• TASKS FOR THIS EXERCISE:
- A) List the four kinds of entity that the QuartataWeb-2 description says the platform connects into a unified framework.
- B) Reproduce the QuartataWeb-2 description verbatim, starting at "QuartataWeb-2 is the" up to and including "through biological networks.".

• DOCUMENT SECTION:
-------

QuartataWeb-2: A Systems Pharmacology Platform for Drug–Target–Pathway–Disease Integration

QuartataWeb-2 is the next generation of our platform, extending beyond drug–target interactions to provide a comprehensive systems biology resource. By integrating information from publicly available databases, it connects drugs, targets, pathways, and diseases into a unified framework. This expansion enables multi-scale exploration of therapeutic mechanisms, polypharmacology, and disease associations, offering a broader view of how molecular interventions propagate through biological networks.

-------

(Natural-language object grounding data)
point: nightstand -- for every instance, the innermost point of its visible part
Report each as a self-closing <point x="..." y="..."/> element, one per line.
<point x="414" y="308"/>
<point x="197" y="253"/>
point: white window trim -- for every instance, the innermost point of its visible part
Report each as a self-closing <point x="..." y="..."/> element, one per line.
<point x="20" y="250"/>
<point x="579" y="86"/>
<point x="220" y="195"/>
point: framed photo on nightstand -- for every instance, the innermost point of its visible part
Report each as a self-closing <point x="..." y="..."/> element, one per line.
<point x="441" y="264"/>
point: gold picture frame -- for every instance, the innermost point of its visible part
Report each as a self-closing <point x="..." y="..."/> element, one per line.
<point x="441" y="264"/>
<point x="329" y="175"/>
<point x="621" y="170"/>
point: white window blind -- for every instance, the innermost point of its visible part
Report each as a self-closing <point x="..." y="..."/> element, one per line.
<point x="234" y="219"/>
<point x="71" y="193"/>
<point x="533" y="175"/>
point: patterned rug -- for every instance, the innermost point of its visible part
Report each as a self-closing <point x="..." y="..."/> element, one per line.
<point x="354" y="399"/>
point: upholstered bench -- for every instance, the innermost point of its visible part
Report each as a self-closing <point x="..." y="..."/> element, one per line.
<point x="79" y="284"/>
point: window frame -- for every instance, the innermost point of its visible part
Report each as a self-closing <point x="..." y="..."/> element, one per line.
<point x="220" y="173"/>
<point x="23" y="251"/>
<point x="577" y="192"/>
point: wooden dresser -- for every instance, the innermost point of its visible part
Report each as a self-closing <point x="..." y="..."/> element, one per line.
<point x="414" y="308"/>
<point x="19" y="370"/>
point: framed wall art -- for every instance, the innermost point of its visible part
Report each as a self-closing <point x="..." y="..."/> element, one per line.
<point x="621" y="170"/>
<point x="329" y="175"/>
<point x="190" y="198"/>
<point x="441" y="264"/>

-------

• SOLUTIONS TO THE PROBLEMS:
- A) Drugs, targets, pathways, and diseases.

- B)
QuartataWeb-2 is the next generation of our platform, extending beyond drug–target interactions to provide a comprehensive systems biology resource. By integrating information from publicly available databases, it connects drugs, targets, pathways, and diseases into a unified framework. This expansion enables multi-scale exploration of therapeutic mechanisms, polypharmacology, and disease associations, offering a broader view of how molecular interventions propagate through biological networks.